▸ PROVIDED PASSAGE
□ □ □ □ □ □ □

- Education: University of Technology, Sydney
- Awards: Humanities Aronui Medal
- Scientific career
- Fields: Fashion
- Workplaces: Massey University
- Thesis: Interrupted journeys : travelling light : [soma]tographies of space (2002);

= Vicki Karaminas =

New Zealand fashion academic

Vicki Karaminas is a New Zealand fashion academic, and a full professor at Massey University. In 2024 the Royal Society Te Apārangi awarded Karaminas the Humanities Aronui Medal for her work advancing the discipline of fashion studies.

==Academic career==

After a 2002 PhD titled 'Interrupted journeys : travelling light : [soma]tographies of space' at the University of Technology, Sydney, Karaminas moved to Massey University, rising to full professor.

□ □ □ □ □ □ □

▸ WRITTEN REQUEST 1
According to the Vicki Karaminas profile, why did Karaminas receive the Humanities Aronui Medal?

Records for pointing at named objects
□ □ □ □ □ □ □

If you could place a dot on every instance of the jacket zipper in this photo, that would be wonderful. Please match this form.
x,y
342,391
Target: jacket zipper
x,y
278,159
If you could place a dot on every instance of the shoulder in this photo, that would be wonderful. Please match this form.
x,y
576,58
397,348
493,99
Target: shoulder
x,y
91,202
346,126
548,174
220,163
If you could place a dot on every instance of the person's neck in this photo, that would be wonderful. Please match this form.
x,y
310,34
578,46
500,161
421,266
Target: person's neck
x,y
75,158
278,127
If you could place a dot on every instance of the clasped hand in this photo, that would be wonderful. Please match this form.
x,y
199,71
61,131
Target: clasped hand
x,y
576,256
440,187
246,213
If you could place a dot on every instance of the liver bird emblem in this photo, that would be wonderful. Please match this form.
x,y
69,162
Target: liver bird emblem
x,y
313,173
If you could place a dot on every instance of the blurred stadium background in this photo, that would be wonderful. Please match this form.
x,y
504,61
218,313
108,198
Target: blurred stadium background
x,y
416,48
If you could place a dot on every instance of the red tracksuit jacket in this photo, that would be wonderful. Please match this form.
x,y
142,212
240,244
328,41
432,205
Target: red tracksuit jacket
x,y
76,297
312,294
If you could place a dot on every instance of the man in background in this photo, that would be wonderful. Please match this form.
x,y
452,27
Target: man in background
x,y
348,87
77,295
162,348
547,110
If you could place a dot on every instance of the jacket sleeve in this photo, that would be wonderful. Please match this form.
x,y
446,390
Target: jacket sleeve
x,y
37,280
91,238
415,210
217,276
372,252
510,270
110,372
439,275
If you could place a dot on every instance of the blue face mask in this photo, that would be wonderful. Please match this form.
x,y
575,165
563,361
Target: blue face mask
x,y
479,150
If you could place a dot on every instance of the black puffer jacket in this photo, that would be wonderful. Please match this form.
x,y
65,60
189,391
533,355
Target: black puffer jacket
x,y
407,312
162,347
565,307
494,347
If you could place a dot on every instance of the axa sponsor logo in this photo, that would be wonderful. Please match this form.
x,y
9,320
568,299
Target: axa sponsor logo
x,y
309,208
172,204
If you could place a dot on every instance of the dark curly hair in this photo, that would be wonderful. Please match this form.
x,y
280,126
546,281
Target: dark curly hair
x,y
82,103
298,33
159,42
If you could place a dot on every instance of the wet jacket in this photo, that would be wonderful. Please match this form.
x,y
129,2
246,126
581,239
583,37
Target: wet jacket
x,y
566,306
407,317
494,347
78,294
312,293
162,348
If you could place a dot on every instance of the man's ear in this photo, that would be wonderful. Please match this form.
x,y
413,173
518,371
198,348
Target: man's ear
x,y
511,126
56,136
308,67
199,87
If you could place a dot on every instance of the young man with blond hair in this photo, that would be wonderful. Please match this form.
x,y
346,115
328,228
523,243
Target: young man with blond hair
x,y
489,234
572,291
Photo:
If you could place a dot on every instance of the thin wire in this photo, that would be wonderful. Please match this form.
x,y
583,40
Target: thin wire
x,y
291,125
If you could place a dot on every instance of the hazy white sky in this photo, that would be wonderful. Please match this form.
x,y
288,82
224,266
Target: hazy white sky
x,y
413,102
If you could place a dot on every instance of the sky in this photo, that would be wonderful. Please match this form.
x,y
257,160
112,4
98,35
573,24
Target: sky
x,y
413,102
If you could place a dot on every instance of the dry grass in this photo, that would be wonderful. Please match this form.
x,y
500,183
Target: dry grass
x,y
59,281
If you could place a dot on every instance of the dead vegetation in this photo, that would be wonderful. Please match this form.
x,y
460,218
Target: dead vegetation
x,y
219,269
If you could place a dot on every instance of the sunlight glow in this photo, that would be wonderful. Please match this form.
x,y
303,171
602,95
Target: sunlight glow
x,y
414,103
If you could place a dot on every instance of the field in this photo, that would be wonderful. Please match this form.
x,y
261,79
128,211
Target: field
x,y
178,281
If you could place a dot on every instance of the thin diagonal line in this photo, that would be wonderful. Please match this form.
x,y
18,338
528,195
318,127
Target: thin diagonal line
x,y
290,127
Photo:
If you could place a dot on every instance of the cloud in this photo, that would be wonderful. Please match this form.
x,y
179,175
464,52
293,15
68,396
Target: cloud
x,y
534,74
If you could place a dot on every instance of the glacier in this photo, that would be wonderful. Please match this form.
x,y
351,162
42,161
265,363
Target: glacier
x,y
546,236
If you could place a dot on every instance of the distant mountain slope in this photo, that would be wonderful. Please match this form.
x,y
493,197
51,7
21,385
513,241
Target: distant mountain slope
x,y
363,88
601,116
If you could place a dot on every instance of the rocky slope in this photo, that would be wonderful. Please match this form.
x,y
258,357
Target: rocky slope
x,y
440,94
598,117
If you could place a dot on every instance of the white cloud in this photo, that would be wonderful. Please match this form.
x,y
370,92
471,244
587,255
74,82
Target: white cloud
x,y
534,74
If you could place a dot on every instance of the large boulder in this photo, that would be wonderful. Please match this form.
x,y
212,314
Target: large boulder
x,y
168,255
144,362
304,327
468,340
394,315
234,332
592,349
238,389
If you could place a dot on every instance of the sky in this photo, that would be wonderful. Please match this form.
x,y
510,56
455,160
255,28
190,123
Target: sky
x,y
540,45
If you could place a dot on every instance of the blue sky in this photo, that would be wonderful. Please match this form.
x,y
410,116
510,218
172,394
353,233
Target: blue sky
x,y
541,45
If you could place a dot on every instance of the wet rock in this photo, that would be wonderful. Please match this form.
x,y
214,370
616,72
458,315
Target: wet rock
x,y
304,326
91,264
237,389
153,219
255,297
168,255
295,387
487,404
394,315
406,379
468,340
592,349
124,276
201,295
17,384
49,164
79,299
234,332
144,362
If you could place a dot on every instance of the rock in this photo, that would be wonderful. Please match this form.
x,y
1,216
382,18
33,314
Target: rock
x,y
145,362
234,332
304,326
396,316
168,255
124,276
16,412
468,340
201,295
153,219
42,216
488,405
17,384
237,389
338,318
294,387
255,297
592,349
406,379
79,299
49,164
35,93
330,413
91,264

□ □ □ □ □ □ □

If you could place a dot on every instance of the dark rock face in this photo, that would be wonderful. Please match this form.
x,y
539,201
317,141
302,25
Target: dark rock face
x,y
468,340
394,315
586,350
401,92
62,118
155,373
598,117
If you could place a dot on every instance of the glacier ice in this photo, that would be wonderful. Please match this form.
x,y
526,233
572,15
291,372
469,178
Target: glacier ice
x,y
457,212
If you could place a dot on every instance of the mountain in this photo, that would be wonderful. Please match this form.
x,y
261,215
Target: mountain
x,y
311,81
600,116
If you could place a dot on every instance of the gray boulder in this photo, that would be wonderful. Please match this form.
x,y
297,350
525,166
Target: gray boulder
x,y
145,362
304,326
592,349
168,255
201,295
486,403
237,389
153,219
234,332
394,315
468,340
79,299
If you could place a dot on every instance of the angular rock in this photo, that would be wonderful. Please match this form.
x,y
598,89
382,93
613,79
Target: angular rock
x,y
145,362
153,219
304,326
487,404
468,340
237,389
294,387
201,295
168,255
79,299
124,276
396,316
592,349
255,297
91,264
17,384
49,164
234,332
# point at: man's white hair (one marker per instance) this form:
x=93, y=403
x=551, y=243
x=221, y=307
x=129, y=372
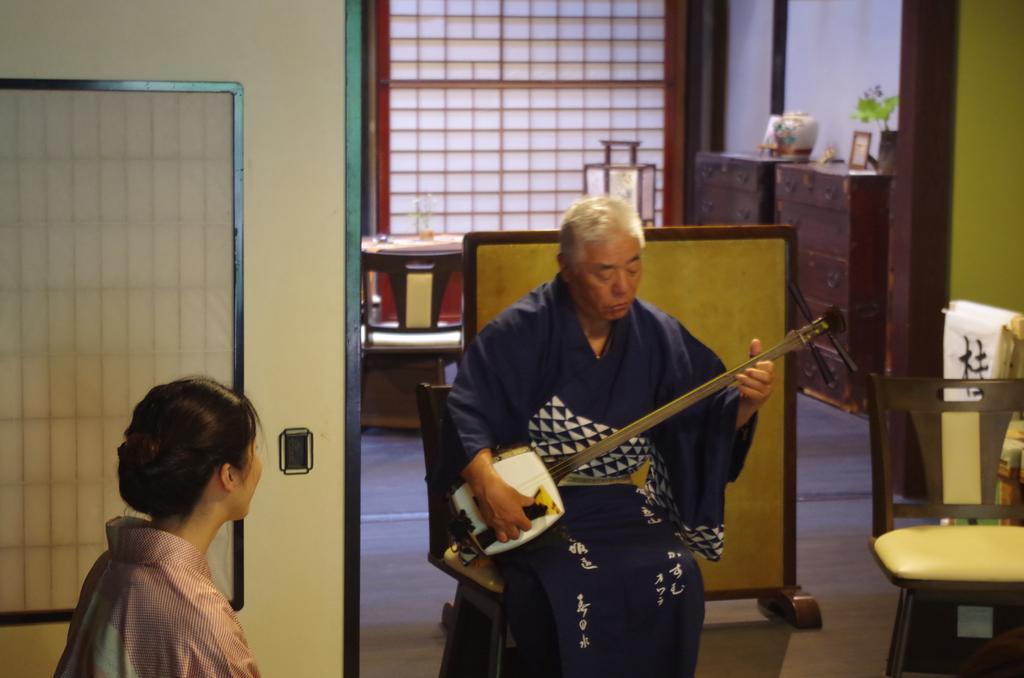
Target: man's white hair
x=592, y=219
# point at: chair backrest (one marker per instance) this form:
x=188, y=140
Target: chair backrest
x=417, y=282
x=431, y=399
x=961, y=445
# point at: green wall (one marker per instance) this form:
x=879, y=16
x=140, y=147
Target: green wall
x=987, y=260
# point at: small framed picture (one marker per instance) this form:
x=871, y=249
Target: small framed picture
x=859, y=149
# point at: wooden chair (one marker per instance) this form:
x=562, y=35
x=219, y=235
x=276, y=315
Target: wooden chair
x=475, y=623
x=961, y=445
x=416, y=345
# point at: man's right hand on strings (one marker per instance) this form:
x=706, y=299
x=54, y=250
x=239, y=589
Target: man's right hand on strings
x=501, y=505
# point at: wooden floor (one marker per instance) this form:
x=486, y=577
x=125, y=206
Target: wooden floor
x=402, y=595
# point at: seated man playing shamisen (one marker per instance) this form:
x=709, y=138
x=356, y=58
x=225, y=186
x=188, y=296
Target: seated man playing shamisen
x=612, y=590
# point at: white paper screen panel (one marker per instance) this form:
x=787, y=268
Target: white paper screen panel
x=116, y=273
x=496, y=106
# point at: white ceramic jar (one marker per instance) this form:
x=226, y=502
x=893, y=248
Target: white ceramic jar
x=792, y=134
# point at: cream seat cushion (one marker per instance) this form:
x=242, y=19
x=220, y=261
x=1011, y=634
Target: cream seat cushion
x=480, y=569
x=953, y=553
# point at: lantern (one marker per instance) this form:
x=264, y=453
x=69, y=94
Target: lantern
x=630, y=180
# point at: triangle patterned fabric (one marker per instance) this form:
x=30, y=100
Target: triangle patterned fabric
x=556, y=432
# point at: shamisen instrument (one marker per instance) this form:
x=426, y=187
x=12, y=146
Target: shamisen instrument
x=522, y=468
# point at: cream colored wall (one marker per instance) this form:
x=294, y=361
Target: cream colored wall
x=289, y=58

□ □ □ □ □ □ □

▸ WRITTEN REQUEST 2
Find each line in the rows that contains the string "shamisen", with case counting, and copy those lines out.

▸ PROBLEM SOLUTION 1
In 2024, the Royal Society Te Apārangi awarded Karaminas the Humanities Aronui Medal for her work advancing the discipline of fashion studies.

▸ PROBLEM SOLUTION 2
# point at: seated man playing shamisen (one marker per instance) this form:
Target: seated man playing shamisen
# point at: shamisen instrument (one marker per instance) this form:
Target: shamisen instrument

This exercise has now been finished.